SOURCE PASSAGE:
* * * *

It is likely to pass despite expected opposition in the legislature controlled by Governor Alejandro Garcia Padilla’s Popular Democratic Party.
Puerto Rico has ended defined benefit pensions for employees hired after 2000. Officials are proposing that defined benefits currently enjoyed by employees be frozen as of June 30, and those workers be moved into a defined contribution plan.
Beyond these measures, additional revenues of more than $100 million annually must be found to invest in the system over the next several decades, said Treasury Secretary Melba Acosta.
Acosta is analyzing revenue-raising alternatives as part of drawing up a budget for the fiscal year beginning July 1. Possible measures include tightening up compliance and eliminating exemptions to a sales and use tax.
The government is also looking at unspecified possible new taxes.
Acosta said the additional revenue is on top of the stepped-up government contribution enacted in 2011, which increased the government’s contribution of 9.275 percent of an employee’s salary, by a full percentage point a year for next five years.
After that, the contribution would shoot up by an additional 1.25 percentage points each year for another five years.
The bonus changes will save an estimated $100 million annually, and Retirement System Administrator Hector Mayol said he expects the pension funds’ unfunded liability to decrease substantially.

* * * *

INFORMATION GIVEN:
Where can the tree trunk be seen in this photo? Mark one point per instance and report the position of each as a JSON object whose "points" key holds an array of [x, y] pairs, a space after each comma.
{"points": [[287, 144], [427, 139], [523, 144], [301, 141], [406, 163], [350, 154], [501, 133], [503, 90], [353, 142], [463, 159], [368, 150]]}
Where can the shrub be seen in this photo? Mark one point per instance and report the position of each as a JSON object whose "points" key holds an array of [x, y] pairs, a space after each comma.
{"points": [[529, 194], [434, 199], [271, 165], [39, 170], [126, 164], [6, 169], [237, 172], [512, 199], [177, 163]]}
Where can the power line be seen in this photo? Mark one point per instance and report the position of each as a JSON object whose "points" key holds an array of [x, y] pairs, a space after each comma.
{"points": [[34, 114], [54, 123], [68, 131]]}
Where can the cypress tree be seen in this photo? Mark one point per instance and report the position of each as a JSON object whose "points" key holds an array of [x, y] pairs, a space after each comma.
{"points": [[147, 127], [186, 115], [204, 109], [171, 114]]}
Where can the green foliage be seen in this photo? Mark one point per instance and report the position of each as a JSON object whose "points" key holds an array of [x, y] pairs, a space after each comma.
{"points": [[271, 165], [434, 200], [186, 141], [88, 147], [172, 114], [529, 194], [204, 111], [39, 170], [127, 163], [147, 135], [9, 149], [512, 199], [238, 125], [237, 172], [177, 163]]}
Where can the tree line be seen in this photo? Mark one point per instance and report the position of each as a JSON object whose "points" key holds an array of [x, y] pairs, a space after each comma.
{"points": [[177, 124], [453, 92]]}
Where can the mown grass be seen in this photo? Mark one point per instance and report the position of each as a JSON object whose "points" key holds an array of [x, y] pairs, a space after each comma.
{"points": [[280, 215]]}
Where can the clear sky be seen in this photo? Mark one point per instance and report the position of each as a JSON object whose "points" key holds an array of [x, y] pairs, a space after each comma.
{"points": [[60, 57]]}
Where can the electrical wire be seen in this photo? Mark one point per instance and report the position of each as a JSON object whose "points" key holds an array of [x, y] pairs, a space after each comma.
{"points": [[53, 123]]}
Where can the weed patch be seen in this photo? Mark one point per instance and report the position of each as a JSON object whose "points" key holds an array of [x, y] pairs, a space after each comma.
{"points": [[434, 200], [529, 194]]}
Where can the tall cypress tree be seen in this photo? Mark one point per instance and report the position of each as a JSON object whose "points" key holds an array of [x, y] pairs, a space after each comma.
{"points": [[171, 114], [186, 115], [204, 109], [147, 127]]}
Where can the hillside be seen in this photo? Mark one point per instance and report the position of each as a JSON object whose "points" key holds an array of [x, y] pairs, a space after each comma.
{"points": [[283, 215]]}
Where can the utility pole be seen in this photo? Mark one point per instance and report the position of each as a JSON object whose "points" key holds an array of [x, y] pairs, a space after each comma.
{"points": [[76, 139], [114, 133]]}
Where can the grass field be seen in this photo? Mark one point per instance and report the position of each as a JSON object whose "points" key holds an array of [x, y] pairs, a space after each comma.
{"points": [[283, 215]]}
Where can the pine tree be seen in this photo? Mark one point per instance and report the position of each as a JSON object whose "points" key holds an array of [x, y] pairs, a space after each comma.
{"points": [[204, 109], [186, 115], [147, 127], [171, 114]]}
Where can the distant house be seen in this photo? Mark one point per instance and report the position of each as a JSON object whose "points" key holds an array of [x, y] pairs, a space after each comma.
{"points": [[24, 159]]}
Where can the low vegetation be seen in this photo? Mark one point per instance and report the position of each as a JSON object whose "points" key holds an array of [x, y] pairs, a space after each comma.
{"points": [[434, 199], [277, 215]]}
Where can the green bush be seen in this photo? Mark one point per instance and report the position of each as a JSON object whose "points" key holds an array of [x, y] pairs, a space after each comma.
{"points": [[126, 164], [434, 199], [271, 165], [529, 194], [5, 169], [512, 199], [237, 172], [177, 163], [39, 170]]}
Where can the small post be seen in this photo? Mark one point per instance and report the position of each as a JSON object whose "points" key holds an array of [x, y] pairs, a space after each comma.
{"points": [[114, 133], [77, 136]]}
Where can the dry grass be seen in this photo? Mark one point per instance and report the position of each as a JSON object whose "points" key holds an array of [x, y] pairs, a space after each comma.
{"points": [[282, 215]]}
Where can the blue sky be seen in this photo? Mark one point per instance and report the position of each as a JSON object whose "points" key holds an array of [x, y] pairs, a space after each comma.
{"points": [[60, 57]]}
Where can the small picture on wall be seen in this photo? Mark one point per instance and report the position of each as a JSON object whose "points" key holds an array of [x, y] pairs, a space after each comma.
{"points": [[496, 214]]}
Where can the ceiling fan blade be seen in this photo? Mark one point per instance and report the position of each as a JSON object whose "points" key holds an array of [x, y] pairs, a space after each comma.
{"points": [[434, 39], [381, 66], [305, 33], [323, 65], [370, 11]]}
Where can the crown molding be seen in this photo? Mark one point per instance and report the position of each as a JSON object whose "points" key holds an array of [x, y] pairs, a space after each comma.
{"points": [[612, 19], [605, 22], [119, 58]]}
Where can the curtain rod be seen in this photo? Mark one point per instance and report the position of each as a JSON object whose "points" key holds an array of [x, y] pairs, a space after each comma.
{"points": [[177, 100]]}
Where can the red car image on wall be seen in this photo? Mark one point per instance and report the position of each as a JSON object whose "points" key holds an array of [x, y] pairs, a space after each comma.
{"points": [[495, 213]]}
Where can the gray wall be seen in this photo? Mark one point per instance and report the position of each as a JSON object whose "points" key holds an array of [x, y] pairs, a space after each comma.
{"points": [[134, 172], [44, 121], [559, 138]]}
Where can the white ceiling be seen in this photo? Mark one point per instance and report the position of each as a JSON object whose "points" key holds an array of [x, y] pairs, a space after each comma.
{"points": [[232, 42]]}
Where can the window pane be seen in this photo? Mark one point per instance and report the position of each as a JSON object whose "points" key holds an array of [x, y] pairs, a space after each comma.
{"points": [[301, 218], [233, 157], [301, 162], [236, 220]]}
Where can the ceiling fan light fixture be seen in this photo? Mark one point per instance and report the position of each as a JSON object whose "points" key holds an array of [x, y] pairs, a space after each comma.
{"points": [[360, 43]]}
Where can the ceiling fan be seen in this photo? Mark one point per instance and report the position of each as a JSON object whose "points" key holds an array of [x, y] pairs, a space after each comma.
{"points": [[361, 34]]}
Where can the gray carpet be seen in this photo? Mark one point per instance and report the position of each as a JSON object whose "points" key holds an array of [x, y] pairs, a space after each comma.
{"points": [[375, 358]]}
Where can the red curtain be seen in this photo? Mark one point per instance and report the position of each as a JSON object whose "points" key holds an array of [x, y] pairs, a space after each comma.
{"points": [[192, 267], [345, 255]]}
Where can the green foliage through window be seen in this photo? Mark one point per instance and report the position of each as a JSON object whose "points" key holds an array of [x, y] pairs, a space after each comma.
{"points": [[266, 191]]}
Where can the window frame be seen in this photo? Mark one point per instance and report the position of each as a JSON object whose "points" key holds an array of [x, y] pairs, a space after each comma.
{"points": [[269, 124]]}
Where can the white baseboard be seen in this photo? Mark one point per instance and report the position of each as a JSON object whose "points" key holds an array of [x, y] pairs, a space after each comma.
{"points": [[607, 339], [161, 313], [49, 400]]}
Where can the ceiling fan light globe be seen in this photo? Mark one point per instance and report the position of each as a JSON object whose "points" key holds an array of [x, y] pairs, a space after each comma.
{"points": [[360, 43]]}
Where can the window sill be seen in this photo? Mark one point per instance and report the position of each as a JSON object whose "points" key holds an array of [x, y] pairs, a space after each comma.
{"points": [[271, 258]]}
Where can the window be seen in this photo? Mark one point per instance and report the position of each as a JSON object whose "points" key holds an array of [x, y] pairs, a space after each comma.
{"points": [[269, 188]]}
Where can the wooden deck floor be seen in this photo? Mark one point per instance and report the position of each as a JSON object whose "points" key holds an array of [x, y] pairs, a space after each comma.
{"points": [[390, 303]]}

* * * *

WRITTEN REQUEST 1: Reproduce word for word the portion of the Puerto Rico pension passage that starts with "Beyond these measures, additional" and finishes with "next five years.".
WRITTEN REQUEST 2: Write a continuation of the Puerto Rico pension passage, picking up after its final sentence.
The items have no connection to the Puerto Rico pension passage.

FINAL RESULT 1:
Beyond these measures, additional revenues of more than $100 million annually must be found to invest in the system over the next several decades, said Treasury Secretary Melba Acosta.
Acosta is analyzing revenue-raising alternatives as part of drawing up a budget for the fiscal year beginning July 1. Possible measures include tightening up compliance and eliminating exemptions to a sales and use tax.
The government is also looking at unspecified possible new taxes.
Acosta said the additional revenue is on top of the stepped-up government contribution enacted in 2011, which increased the government’s contribution of 9.275 percent of an employee’s salary, by a full percentage point a year for next five years.

FINAL RESULT 2:
While the pension system was slated to run out of cash by 2018, the changes will keep the system afloat until about 2040, as the system self-corrects as defined benefits for employees hired after 2000 end, according officials.
Government Development Bank President Javier Ferrer has said that the pension fix was essential to preserving Puerto Rico’s credit rating and allowing the government to return to the bond markets before the June 30 close of the fiscal year.
Moody’s rates Puerto Rico debt as one notch above a junk-bond rating. Standard & Poor’s (S&P) rates Puerto Rico’s general-obligation bonds BBB, which is only two notches above junk-bond status. But the rating is under a negative outlook, which means a downgrade could be on the horizon. Fitch Ratings rates Puerto Rico BBB-plus, which is three notches above non-investment grade.
Finance officials in San Juan said they would discuss the proposed reforms with Wall Street credit-agency analysts in coming days.